Write the next part of the Day 41 blog post about prayer and fasting, picking up right after its final sentence.
BEGIN TEXT SECTION
Day 41…Where do we go from here?

Good morning everyone! 

Well, what to do?  It seems odd to get up and not have my 40-days disciplines waiting on me.  One thing I know, I don’t want to go back to the way I was living before January 19, 2011 (Day 1/40).  I want to stay focused on the new normal.  Isaiah 26:3 says, “God will keep us in perfect peace if we keep our minds focused on Him.”  Furthermore it reminds us that the only way to do that is to “trust Him.”  That’s my goal and I pray that it will be your goal as well.  Let’s get off to a good start on phase two of our 40-days of prayer and fasting.  Let’s stay focused on the lessons learned.

Bless you as you head out today.

dlkemp

P.S. The following is a story that I read in my devotions this morning.  It was a good reminder to me and perhaps it will be for you also.
END TEXT SECTION
BEGIN INFORMATION PROVIDED
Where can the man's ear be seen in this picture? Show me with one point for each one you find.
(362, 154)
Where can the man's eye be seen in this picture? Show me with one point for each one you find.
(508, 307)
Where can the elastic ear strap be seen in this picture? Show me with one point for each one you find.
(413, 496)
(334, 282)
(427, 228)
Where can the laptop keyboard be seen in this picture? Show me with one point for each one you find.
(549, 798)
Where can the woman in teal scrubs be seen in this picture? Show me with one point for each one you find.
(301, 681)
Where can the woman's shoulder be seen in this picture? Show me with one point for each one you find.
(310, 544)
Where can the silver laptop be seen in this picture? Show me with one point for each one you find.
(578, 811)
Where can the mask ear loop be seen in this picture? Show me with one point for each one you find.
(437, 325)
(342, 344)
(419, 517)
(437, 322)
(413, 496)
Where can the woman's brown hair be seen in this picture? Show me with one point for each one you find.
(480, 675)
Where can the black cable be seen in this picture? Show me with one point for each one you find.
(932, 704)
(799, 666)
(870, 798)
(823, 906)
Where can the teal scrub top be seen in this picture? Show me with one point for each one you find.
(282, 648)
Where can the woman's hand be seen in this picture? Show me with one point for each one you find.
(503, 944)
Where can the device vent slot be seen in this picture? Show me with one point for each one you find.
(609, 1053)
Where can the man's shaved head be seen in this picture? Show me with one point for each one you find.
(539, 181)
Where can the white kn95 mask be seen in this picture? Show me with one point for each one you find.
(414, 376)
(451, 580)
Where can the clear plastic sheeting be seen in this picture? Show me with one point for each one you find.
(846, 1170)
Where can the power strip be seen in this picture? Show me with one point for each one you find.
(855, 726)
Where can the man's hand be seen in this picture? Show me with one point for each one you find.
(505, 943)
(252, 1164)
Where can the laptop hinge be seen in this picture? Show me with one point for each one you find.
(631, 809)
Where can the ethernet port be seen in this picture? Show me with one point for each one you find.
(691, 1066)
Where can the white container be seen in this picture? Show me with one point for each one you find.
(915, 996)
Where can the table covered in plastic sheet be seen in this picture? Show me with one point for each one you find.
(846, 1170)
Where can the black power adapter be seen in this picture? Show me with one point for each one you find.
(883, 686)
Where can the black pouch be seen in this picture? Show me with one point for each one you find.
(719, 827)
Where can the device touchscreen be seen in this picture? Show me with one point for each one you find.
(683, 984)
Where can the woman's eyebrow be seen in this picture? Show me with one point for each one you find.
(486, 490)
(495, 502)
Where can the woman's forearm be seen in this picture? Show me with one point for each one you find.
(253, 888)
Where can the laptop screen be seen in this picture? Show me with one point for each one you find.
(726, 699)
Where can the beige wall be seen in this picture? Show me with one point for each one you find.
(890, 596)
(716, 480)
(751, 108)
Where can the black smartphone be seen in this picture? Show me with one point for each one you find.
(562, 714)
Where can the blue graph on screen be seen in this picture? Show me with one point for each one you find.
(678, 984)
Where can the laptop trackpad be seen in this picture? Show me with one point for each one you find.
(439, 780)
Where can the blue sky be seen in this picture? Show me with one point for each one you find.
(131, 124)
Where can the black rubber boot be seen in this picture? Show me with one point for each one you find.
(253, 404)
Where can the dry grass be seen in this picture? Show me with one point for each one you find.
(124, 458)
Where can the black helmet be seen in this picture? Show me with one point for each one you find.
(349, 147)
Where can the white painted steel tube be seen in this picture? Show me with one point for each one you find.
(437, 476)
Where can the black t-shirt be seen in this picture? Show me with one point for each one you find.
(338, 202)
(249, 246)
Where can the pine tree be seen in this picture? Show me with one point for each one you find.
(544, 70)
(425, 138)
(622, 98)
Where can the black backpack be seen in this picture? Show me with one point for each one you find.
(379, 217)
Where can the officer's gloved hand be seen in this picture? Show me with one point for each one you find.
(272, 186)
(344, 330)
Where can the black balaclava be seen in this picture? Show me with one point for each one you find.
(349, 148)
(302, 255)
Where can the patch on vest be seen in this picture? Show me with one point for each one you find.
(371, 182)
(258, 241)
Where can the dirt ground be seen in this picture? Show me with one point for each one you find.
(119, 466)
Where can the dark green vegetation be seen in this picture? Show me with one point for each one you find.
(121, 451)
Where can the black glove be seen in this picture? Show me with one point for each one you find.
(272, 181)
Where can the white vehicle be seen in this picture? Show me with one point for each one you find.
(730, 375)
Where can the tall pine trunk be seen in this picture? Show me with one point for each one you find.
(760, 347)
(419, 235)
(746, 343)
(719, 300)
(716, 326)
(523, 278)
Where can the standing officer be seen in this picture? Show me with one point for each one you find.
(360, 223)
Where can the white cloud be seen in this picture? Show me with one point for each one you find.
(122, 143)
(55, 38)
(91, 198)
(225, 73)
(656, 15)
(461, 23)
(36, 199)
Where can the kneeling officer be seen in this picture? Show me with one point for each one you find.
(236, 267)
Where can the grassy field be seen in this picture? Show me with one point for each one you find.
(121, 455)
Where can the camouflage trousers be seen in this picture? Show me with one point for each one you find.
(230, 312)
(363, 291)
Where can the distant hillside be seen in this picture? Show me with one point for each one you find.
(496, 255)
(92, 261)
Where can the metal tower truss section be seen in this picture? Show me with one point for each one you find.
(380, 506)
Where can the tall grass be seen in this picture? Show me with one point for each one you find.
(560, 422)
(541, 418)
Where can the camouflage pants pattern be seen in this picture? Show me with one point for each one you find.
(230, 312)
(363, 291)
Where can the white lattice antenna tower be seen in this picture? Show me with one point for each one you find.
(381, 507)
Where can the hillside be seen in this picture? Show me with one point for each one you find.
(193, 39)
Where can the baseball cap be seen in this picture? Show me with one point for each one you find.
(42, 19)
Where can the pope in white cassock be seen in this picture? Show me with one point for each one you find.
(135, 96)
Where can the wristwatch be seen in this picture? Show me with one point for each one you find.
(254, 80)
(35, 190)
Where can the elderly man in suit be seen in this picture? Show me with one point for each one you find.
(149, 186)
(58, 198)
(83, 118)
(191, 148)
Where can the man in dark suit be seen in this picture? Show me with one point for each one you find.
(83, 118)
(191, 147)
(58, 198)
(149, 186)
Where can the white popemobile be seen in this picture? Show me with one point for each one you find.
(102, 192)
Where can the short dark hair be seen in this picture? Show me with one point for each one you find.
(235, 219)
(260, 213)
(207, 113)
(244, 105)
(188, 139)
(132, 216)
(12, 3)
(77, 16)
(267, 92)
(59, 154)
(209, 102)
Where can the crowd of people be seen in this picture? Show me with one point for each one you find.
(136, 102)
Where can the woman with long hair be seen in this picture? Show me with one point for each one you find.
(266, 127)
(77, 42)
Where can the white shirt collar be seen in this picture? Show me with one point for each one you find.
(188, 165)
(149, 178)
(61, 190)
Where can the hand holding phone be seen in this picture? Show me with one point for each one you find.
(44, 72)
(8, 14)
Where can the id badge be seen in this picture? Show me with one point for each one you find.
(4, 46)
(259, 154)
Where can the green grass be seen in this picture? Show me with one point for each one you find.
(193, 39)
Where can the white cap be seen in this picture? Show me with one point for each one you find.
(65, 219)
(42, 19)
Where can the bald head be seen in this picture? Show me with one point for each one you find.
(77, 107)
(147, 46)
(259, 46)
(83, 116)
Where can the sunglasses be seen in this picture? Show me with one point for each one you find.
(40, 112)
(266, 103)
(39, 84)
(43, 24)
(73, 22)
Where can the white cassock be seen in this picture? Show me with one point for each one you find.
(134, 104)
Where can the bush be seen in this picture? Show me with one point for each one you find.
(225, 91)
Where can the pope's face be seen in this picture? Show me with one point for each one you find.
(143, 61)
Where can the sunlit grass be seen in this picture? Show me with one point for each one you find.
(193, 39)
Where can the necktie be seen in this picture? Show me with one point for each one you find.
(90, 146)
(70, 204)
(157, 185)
END INFORMATION PROVIDED
- REPLY TO THE EXERCISE -
The Gift of Rebuke” _Gordon MacDonald, Mid-Course Correction

Some years ago I had the opportunity to share a hotel room in Thailand for seven days with the late Dr. Christy Wilson. I believe that anyone who has ever known Dr. Wilson will attest that he was a man of supreme Christlike character.  And I saw that in action during the days I spent with him.

We were attending a conference on world evangelism where men and women from virtually every nation were gathered at the same hotel. Having arrives at the hotel late at night, we had gone straight to bed.  Only in the morning when the sun had risen did we learn what sort of a view we had outside our hotel room windows.

The hotel was situated on the Gulf of Siam, and if the room was on the right side of the hotel, you had a magnificent view of the ocean.  If the room was on the other side of the hotel, you had a view of an ugly dump and a parking lot.

I was the first riser in the morning, and when I opened the drapes, I looked out on the ugly dump and the parking lot.  Without any thought, I said (this is character speaking), “Oh, no, we got the terrible view.”

Dr. Wilson, just awakening from his sleep, was just as quick.  And his words were both a declaration of praise to God and a rebuke to me: “Isn’t that wonderful!   It means that some of the brothers and sisters from the Third World who have so little will get a chance to enjoy a beautiful sight this morning.”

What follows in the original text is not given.